• **What is needed**: Print the records exactly as written, and let no picture into the answer.
----- Records supplied -----
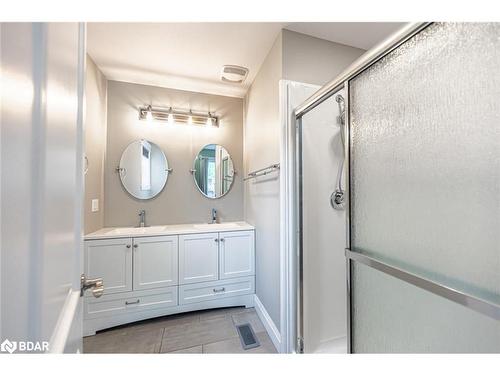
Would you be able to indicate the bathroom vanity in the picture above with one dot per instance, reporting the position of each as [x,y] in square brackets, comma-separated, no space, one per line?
[162,270]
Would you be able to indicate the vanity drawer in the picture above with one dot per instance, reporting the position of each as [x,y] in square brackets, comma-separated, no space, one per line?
[216,289]
[124,303]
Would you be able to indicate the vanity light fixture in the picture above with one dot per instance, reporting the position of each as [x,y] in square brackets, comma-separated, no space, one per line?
[149,114]
[178,116]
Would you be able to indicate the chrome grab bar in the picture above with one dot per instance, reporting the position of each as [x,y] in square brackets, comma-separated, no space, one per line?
[262,171]
[479,305]
[132,303]
[96,285]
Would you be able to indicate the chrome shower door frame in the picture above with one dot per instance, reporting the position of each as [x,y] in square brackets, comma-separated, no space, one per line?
[337,84]
[472,302]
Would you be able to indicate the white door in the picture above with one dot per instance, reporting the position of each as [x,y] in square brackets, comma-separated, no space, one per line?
[155,262]
[198,258]
[42,78]
[110,260]
[236,254]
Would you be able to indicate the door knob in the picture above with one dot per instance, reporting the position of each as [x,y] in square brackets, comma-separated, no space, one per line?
[96,285]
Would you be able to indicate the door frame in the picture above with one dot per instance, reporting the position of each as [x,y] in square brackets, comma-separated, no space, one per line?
[68,332]
[288,216]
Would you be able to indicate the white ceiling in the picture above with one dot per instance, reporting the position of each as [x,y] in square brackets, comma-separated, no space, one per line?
[190,56]
[362,35]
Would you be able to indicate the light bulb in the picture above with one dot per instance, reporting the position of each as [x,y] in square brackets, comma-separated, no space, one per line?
[149,114]
[170,117]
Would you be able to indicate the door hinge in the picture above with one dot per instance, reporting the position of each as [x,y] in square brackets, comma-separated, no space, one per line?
[300,345]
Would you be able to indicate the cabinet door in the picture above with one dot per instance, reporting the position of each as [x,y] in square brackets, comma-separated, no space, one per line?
[112,261]
[155,262]
[236,254]
[198,258]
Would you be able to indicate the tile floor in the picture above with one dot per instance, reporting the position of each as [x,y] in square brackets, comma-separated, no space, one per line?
[208,331]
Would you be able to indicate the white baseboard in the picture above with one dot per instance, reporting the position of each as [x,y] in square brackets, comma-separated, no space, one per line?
[269,325]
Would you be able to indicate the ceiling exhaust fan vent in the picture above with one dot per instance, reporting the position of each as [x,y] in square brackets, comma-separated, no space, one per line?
[234,73]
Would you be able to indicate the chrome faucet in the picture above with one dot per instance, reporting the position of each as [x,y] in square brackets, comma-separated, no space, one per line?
[142,215]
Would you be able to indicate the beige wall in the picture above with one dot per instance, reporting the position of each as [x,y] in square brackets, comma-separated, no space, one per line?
[312,60]
[180,201]
[262,203]
[294,57]
[95,143]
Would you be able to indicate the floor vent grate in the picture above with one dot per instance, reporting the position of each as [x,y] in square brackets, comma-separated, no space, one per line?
[247,336]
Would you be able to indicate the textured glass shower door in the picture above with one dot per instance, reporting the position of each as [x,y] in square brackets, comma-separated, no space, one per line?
[425,191]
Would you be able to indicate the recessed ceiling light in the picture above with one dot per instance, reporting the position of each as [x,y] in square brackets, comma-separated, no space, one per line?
[234,73]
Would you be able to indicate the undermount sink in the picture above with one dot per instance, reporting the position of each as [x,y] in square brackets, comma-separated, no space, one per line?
[216,226]
[133,230]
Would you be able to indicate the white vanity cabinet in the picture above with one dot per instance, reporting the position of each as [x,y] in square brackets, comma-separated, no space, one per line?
[198,257]
[236,254]
[110,259]
[155,262]
[167,272]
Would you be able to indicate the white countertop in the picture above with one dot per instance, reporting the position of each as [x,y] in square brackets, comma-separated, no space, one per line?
[165,230]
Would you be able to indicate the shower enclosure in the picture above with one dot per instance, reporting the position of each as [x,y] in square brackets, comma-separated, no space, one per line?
[422,155]
[322,292]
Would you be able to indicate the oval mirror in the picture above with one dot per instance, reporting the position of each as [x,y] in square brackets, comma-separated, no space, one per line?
[213,171]
[143,169]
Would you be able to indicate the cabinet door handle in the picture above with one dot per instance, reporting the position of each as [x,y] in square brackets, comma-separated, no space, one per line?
[132,303]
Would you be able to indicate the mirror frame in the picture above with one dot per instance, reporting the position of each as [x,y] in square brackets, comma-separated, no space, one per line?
[193,172]
[167,169]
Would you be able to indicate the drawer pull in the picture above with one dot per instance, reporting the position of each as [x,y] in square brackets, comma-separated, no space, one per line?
[132,303]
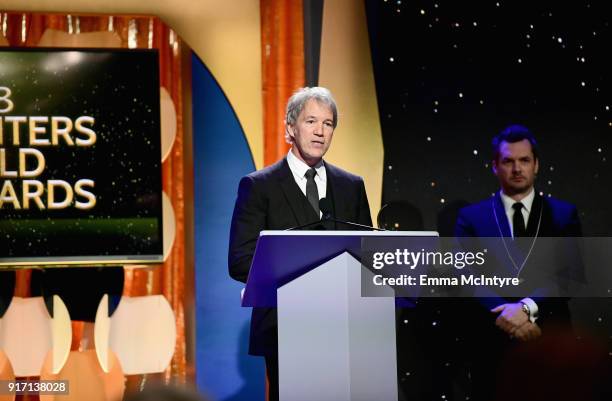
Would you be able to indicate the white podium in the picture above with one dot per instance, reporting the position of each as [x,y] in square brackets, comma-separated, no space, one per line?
[333,344]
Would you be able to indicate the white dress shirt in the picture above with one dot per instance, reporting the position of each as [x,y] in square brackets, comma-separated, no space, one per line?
[527,202]
[299,168]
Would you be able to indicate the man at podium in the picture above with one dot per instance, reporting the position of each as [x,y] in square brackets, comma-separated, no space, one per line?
[286,195]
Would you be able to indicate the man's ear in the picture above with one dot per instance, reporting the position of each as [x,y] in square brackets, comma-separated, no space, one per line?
[289,130]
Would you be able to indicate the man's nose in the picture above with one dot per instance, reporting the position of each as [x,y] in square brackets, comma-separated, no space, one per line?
[318,131]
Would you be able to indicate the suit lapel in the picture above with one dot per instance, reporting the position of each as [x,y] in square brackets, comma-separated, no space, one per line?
[534,215]
[294,196]
[331,195]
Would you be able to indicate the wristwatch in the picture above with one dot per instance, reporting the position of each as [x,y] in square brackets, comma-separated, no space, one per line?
[525,308]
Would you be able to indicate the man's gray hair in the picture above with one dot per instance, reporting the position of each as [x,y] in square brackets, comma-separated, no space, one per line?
[296,103]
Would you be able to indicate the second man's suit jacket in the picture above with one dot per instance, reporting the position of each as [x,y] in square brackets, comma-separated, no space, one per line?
[270,199]
[558,219]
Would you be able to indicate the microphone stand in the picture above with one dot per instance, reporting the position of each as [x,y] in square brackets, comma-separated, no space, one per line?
[328,217]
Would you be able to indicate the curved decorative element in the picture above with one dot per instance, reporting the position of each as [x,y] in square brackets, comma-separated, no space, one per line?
[57,38]
[26,335]
[101,333]
[61,334]
[143,334]
[168,122]
[169,222]
[86,379]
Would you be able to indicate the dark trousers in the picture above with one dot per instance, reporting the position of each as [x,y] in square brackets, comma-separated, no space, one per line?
[272,373]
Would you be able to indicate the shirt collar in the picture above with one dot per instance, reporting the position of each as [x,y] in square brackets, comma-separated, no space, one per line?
[527,201]
[299,168]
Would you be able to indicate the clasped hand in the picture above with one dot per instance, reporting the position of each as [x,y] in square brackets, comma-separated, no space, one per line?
[514,321]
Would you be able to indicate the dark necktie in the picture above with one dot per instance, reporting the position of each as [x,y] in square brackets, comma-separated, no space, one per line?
[518,222]
[312,193]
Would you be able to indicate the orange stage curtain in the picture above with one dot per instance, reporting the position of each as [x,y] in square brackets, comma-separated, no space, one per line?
[282,55]
[26,29]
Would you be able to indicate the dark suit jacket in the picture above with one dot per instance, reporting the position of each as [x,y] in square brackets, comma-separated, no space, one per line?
[270,199]
[559,219]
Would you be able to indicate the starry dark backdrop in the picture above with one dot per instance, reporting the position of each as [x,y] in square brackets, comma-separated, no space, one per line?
[450,75]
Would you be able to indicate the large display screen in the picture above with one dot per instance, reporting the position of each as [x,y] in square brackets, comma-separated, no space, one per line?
[80,157]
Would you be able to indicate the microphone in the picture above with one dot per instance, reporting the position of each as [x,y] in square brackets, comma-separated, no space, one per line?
[325,207]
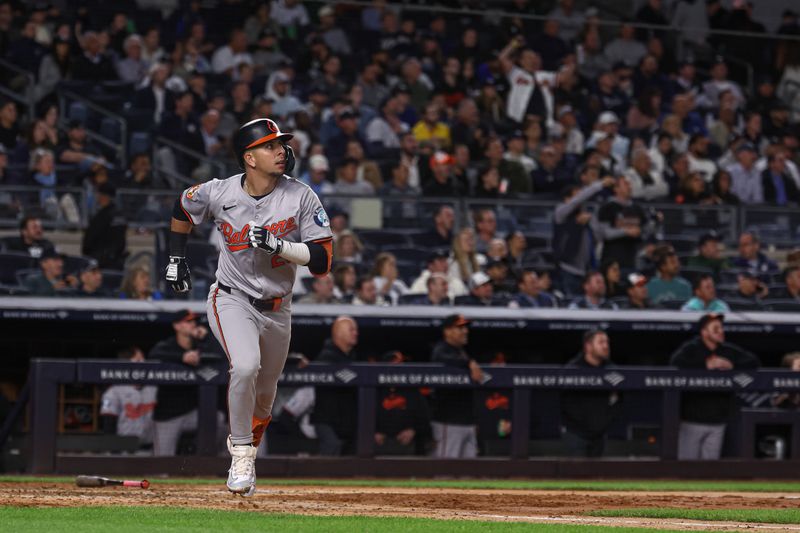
-----
• **Response area**:
Would you be able to indicate the bathroom vanity in the picture above with one dot per instance, reporting the position of each as [x,y] in square brackets, comma-separated, no space, one per line?
[162,270]
Would you be able to indicate the vanity drawer in the picture above with one dot per instance, reporting the position of each as [x,y] in square brackets, comma-separated, no space, one per line?
[216,289]
[124,303]
Would you be able to indicate the vanity light fixture in the picture above with one dot per instance, reporting the position of each as [x,y] in square brackets, comma-separated, no space, one per line?
[149,114]
[178,116]
Would you be able to indicate the chrome grab bar in the picture above with one dot per instance, reporting the position of each as [x,y] in square brackets, comma-separated, no space, one per line?
[262,171]
[479,305]
[132,303]
[96,285]
Would you be able to indicate the chrome shower door frame in the picture above with one dot per instance, reporting the position of each as [x,y] in square brackets, comma-separated, no space, one per line?
[337,84]
[472,302]
Would you be able to indicate the white door in the picture above with one dot per instance, reporting the position of each as [x,y] in square brackets, comma-separated, no space, one per line?
[155,262]
[198,258]
[42,78]
[110,260]
[236,254]
Would you be able to indicate the door knob in the picture above with one dot per instance, reporting the position of each as [x,y] in square brackets, comma-separated, no space, one per line?
[96,285]
Would you be able to indicate the door frame in the picture above with one dot per instance, reporting the position of each as [x,y] in square brackets, comma-separated, no space, one per line?
[68,332]
[288,216]
Would you be able to indicate the white ceiling in the picture above with one dot per instance, reporting the position of each as [x,y] in square brackets, comma-separated, no space, one per line?
[190,56]
[362,35]
Would you be able to indicate the light bulb in the picture above with one dot per instance, reporting the position of each as [x,y] in square brackets, comma-separated, no space, one per line?
[149,114]
[170,117]
Would you be able to indicate the door hinge in the picture above with one dot per instance, reporting the position of each as [x,y] in square brackets, comma-separated, no space, one per line?
[300,345]
Would you be able to indicate the cabinet door in the picture above with one dot per instance, reporting the position of each as [x,y] in square brackets, comma-separated, no space, one per line?
[112,261]
[155,262]
[236,254]
[198,258]
Would you be able to indicate the tile floor in the picture above with one dot per instance, reporting the position of each as [x,y] in square brackets, comma-separated, no space, one per line?
[208,331]
Would you be able to indicate the white baseboard in the picture above with one dot per instance, reporting the position of each as [x,y] in square brackets, comma-separated, no space, one per line?
[269,325]
Would you be able to indicate the ceiling exhaust fan vent in the picture above with one dot per instance, reporting the position of each as [x,y] in square brackets, comma-separated, no space, one per line?
[234,73]
Would you be able to indicate the chrome faucet in the picture above with one dot per instance, reporting the position of each as [x,y] in square brackets, comma-separated, no space, one per line?
[142,215]
Would you be able to indicate the beige wall in the picture above with one dot per instance, reporting the position of each as [x,y] in square brackets, comma-separated, no space, one per line?
[312,60]
[180,201]
[262,203]
[294,57]
[95,143]
Would you be able to indicate the floor vent grate in the picture above with one dot per instance, reporting the position of each as [x,y] in square brackets, comma-separated, no space, one per line?
[247,336]
Would you be able to indicate the textured glass shower door in the picture above with one dot per instance, reporting the position of each as [x,y] in square brackets, comma-separated, no space, one per line?
[425,191]
Would you be able to indicate the recessed ceiling light in the picture above with one dot per instance, reporting the position of each as [x,y] in square brackets, comma-separated, no space, one per line?
[234,73]
Would you be able to indicate the undermount sink in the picture above with one dot per instance, reporting the position of each as [x,y] in square brackets, comma-separated, no space, one per line?
[216,226]
[133,230]
Would you be able to indicate the white vanity cabinet in the picture above with one dot per instance, reporting the position of each as [x,y] in square brackets, comma-separated, no space, one per line?
[198,257]
[236,254]
[110,259]
[155,262]
[167,272]
Would you be able to indicate the white countertop in the picture above with one dot per instance, reporting the position of each as [x,y] in square brackets, comma-separated, no space, one per line?
[165,230]
Would you be able to indicate the shower enclosure in the picture above with one dot per instance, reporting the position of each as [x,y] in square brackets, comma-separated, no space, one per line?
[422,155]
[322,292]
Would you be able to indicate the oval mirror in the picture above with one dot per instance, reporting the position of each as [x,y] in square brackets, comma-separated, no space, one per line?
[213,171]
[143,169]
Would you be able to indicate the cabinet door handle in the picture above with one dot per instance, reporting the position of each as [x,y] in square brackets, comma-separated, no space, one per line?
[132,303]
Would you be able to indicate the mirror frame in the picture above with one dot per instance, reporting the position of each as [x,y] in square brackets, comma-separated, no space, one per line?
[193,172]
[167,169]
Would you be able to indicate the drawer pull in the picture above with one dot per instance, reporting the position of each as [x,y] in square brackets, comma-separated, no space, one per line?
[132,303]
Would you be able to indicate the white podium in the picture above with one dot per instance, reporting the position of each as [x,y] in square brackets, comma-separated, no space, one per line?
[333,344]
Would you be able to indicate the white dress shirt in the picture above with one dot per instance, reporting the position of each as [x,y] in square brackets, comma-separated, no space, one per line?
[527,202]
[299,168]
Would you be able to indicate the man at podium in the picture above with one dot per instance, reporting the position of each as [x,y] in square brackets, comma-separated, no space, one per line?
[286,195]
Would you be able to indicate the man's ear in the picture above with one dot per instance, reporting the position of each as [x,y] in square brackets, comma-separated, no space, one per line?
[289,130]
Would you be able to indicate the man's nose in the picture above with one dot per instance, reporting the position of each as [x,y] in square brackets, comma-separated, no space, one per line?
[318,131]
Would you be able to indicate the suit lapel in the picture above with one dot per instance, reporting the position of each as [x,y] in square brackets, comma-separated, no space, one per line?
[534,215]
[294,196]
[331,195]
Would you be able to indicate the wristwatch in the picture above with one dot per instance, reporting the position of each as [x,y] in square brackets, comma-separated, no space, one per line?
[525,308]
Would you be able to indicate the man's gray hair in the picture above with one dot per instance, reporting the position of each as [x,y] in square brackets, comma-separated, no space, one per line?
[296,103]
Would you be able to indicate the second man's suit jacket in the picture above with one dot per instance, reporting the position of each as [x,y] in square brackets, comma-separated, no space, one per line?
[270,199]
[558,219]
Would you be able to indicate the microphone stand in the picture above with one dot per instance, reporting the position of each as [x,y] in square brackets, comma-separated, no space, one per line?
[328,217]
Would you be able to indicate the curved decorative element in the picture above with one dot per instance, reporting the position of each as [x,y] in square brackets, comma-separated, no space, one per line?
[57,38]
[26,335]
[101,333]
[61,334]
[143,334]
[168,122]
[169,222]
[86,379]
Would you be able to indicate the dark trousers in the picture above with one dot per instance, reporting the position of each as [x,y] in square brackets, comma-separated, no space, one per line?
[272,373]
Would you be able to indicate the shirt collar in the picture above with one dot per instance, reporting the position of each as [x,y] in square brackets, comma-separated, no space, one per line?
[527,201]
[299,168]
Would you be able to indicate the clasped hand in the picture above with one dot per instance, reporting the position of each as [x,y] in square brackets, comma-separated, no space, one per line?
[514,321]
Would you be able to indicate the dark necktie in the picture above with one dot per instance, reporting the position of each as [x,y] in square brackets, comma-separated, no space, one per line?
[518,222]
[312,193]
Would you be able to indicate the orange stage curtain in the picture above with one dot per instance, reporting the position of each as [x,y] in square brackets, comma-separated, no space, one per line?
[282,55]
[26,29]
Would you be able to indicate the dark suit jacket in the picture above with one dot per instance, reporting the position of each as [x,y] in square brackets, comma-separated, no space, one per line?
[270,199]
[559,219]
Would you be able to indicate the starry dark backdrop in the picture above with one dot per instance, reporting the position of each as [x,y] in square brackets, comma-separated, no space, one per line?
[450,75]
Would you be able to indicate the large display screen in the picture above with one dot per instance, reporting the position of each as [x,y] in square brackets, comma-separated, no space, one per line?
[80,157]
Would you be able to indicate the microphone in the picture above with one dot per instance, reporting the position of each as [x,y] in square brackets, comma-separated, no space, one per line?
[325,207]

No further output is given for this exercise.